* Exercise instructions: Your output should be the whole listing, identical to the original.

* Source material:
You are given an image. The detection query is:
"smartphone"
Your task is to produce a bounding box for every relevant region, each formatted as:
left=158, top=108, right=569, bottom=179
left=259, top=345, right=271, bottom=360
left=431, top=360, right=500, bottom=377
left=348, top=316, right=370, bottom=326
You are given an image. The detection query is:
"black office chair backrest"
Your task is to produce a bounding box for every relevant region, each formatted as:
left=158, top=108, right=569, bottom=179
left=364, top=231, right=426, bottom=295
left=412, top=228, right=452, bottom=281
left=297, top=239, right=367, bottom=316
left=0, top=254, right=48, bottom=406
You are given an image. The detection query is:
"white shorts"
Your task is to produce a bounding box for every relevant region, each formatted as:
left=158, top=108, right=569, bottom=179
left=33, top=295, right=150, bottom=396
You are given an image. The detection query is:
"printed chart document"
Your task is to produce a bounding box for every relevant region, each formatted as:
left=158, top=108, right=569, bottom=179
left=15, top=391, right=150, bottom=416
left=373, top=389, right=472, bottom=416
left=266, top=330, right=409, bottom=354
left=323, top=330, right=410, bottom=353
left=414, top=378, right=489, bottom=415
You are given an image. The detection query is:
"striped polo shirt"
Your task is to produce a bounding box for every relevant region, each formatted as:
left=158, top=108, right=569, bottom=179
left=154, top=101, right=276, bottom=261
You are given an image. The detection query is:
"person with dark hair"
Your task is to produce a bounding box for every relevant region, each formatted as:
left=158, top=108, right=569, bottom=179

* Task result:
You are given an image. The detection query is:
"smartphone"
Your task is to produce a bounding box for every relevant region, each formatted as:
left=158, top=108, right=569, bottom=179
left=259, top=345, right=271, bottom=360
left=431, top=360, right=500, bottom=377
left=348, top=316, right=370, bottom=326
You are given an image. The detection query is:
"black office chair backrest"
Your task is to produce a bounding box for every relevant region, each formatted as:
left=158, top=108, right=569, bottom=179
left=364, top=231, right=426, bottom=295
left=412, top=228, right=452, bottom=281
left=297, top=239, right=367, bottom=316
left=0, top=254, right=48, bottom=406
You are given an image. The detection query is:
"white shorts"
Your task is to produce a bounding box for every relevant region, each formatted as:
left=158, top=108, right=569, bottom=179
left=33, top=295, right=150, bottom=396
You are given an image. The detection query is:
"printed chart document"
Your task is to produce a bounding box for every relevant region, each formatted as:
left=158, top=108, right=569, bottom=179
left=15, top=391, right=150, bottom=416
left=373, top=389, right=472, bottom=416
left=266, top=330, right=409, bottom=354
left=323, top=330, right=410, bottom=353
left=414, top=378, right=489, bottom=415
You are given an image. The detection query is:
"striped polo shirt"
Your task is to produce a bounding box for every relevant region, each formatted as:
left=158, top=108, right=569, bottom=179
left=154, top=101, right=276, bottom=261
You are given an image. The detection query is:
"person with dark hair"
Your task is to produce a bounding box for every relevant region, each formatted as:
left=158, top=108, right=569, bottom=179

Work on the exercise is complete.